* [Exercise requirements]
**A)** Summarize the article on the Maritime Labour Convention amendments in two sentences.
**B)** According to the article on the Maritime Labour Convention amendments, how many representatives attended the meeting, and whom did they represent?
**C)** Reproduce the passage of the article on the Maritime Labour Convention amendments from "The amendments address" to "about a year." word for word.

* [Page text]
Amendments to the Maritime Labour Convention 2006 to ensure financial security for abandoned seafarers and for compensation for contractual claims for death and personal injury met unanimous agreement at an International Labour Organisation meeting in Geneva on Friday.
The amendments, if approved, will require member states to ensure that ships sailing under their flags maintain a financial security system that covers such contingencies as abandonment, long-term disability, personal injury or death. The ships will be made to carry on board a certificate proving the coverage, “whether it be in the form of a social-security scheme or insurance or a national fund or other similar arrangements”.
The meeting — the first official Special Tripartite Committee meeting under the MLC, which came into force last August — was attended by more than 300 representatives of seafarers, shipowners and governments.
“It’s a tremendous step forward,” said Arthur Bowring, International Federation of Shipping spokesperson, and head of the shipowners’ committee to the ILO. Mr Bowring, who is also managing director of the Hong Kong Shipowners’ Association, said that members of the STC have been preparing the amendments for more than a year.
The amendments address what many considered to be a key gap in the MLC, addressing the perennial – and lately growing — problem of ensuring some financial protection for seafarers abandoned by distressed owners. Recent ongoing cases include Today Makes Tomorrow car carrier B Ladybug, with a crew stranded in Malta for more about a year.

* [Recorded data]

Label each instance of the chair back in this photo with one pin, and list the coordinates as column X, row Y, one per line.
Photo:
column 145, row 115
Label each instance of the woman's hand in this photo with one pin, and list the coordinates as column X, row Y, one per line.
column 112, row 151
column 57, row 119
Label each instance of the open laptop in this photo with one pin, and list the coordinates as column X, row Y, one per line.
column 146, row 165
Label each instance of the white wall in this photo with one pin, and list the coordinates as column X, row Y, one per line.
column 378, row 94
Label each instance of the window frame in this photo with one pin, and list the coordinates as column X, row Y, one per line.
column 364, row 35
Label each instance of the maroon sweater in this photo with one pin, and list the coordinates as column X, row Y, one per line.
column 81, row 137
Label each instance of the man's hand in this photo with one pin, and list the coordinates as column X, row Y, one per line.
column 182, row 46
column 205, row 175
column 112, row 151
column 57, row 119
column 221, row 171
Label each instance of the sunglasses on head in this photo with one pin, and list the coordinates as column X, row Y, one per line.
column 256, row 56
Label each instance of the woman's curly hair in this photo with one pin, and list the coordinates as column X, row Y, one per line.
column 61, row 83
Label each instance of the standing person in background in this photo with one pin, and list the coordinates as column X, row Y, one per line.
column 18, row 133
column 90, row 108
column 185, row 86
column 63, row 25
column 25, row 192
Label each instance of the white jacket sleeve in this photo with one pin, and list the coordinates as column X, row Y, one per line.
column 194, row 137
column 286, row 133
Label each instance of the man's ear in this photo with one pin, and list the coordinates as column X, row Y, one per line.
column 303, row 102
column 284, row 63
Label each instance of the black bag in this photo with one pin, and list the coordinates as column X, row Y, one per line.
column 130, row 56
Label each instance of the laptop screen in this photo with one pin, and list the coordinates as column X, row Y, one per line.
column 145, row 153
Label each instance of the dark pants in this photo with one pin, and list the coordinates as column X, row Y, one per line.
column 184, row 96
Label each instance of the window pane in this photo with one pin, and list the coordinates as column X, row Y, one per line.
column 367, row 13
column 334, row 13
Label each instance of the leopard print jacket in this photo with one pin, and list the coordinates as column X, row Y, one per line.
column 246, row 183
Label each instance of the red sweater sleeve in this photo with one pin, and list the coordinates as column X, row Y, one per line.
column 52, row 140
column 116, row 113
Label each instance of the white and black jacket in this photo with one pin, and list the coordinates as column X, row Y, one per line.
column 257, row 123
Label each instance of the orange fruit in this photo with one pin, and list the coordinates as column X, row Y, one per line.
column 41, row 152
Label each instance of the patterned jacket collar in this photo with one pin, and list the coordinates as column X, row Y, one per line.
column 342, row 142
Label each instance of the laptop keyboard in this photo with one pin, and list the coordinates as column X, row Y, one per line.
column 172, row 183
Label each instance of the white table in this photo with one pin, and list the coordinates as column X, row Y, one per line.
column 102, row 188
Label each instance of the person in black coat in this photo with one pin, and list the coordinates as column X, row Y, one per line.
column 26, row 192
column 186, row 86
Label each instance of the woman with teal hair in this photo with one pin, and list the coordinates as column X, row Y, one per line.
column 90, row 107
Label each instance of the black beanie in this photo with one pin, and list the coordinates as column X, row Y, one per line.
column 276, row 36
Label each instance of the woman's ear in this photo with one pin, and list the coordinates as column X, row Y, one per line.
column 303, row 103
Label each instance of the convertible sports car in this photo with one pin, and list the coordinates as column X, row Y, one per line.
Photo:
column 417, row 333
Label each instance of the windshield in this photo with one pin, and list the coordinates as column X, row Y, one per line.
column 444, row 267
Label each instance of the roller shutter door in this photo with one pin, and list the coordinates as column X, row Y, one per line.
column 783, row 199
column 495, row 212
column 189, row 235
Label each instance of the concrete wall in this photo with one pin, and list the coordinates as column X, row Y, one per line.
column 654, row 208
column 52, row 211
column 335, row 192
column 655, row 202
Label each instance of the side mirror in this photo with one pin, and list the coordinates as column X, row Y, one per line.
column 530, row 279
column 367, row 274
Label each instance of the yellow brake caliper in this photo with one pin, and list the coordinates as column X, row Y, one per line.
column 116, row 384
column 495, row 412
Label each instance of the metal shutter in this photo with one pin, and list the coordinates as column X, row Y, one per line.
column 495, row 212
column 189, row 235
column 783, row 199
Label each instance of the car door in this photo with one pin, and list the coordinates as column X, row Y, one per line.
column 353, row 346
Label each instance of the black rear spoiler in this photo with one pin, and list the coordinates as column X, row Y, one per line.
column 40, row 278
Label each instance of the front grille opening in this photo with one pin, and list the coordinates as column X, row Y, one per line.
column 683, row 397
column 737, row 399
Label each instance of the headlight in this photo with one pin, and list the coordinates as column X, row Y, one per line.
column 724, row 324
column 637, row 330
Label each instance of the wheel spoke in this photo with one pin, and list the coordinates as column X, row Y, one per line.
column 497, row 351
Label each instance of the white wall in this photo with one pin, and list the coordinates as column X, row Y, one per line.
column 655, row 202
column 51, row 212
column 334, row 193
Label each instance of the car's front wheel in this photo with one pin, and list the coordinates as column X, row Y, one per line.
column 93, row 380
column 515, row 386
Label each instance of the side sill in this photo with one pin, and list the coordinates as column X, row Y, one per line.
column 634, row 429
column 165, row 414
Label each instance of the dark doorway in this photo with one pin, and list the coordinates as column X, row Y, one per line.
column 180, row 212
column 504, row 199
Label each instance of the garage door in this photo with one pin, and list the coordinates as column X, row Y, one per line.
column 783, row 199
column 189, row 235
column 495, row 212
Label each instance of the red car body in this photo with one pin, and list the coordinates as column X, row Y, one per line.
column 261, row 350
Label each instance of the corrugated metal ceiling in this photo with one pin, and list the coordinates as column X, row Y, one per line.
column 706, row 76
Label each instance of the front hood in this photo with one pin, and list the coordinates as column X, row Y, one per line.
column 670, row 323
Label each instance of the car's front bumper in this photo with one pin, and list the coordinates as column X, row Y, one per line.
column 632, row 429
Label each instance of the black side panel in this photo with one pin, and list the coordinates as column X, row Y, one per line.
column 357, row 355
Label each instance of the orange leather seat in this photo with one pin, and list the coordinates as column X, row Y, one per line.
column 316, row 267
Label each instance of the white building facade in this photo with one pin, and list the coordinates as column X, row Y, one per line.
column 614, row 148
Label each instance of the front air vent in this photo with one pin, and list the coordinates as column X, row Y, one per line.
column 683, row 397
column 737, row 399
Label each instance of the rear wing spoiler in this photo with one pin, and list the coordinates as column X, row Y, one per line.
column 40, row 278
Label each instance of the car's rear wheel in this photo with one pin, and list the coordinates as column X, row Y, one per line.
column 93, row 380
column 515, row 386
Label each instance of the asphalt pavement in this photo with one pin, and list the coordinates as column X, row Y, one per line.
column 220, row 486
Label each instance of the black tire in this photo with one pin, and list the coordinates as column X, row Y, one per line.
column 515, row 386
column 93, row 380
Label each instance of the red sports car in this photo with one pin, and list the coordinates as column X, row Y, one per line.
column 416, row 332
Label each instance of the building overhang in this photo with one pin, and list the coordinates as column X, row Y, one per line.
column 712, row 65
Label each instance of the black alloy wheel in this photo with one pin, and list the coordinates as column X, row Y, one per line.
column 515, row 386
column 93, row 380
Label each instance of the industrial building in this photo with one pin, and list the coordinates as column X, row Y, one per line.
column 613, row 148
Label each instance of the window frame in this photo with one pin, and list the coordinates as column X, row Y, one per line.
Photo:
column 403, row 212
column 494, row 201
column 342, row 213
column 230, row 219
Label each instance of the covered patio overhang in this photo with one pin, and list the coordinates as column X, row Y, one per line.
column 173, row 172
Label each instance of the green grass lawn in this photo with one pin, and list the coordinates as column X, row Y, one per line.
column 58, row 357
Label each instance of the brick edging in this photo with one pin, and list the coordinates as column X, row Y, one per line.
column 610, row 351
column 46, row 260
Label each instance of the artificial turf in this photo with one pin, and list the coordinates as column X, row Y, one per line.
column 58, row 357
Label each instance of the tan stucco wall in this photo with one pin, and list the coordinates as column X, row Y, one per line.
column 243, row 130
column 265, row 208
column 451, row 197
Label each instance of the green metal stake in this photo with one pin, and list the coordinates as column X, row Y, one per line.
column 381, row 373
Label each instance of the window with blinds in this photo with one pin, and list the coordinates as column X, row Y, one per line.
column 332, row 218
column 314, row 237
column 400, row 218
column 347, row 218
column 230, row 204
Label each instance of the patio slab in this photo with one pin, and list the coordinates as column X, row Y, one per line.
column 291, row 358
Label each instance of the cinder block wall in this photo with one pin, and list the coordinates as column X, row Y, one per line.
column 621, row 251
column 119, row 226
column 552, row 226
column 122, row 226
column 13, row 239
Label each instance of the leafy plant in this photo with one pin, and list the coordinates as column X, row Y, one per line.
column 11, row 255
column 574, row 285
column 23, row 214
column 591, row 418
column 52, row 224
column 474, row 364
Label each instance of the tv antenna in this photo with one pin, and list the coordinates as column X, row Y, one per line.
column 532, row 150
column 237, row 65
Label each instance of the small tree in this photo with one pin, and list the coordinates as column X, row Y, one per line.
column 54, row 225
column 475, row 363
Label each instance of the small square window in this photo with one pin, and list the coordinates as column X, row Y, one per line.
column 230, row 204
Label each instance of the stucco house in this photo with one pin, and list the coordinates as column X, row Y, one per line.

* [Answer list]
**A)** Amendments to the Maritime Labour Convention 2006 to ensure financial security for abandoned seafarers and for compensation for contractual claims for death and personal injury won unanimous agreement at an International Labour Organisation meeting in Geneva. If approved, the amendments will require member states to ensure that ships under their flags maintain a financial security system for such contingencies and carry on board a certificate proving the coverage.

**B)** More than 300 representatives of seafarers, shipowners and governments attended.

**C)**
The amendments address what many considered to be a key gap in the MLC, addressing the perennial – and lately growing — problem of ensuring some financial protection for seafarers abandoned by distressed owners. Recent ongoing cases include Today Makes Tomorrow car carrier B Ladybug, with a crew stranded in Malta for more about a year.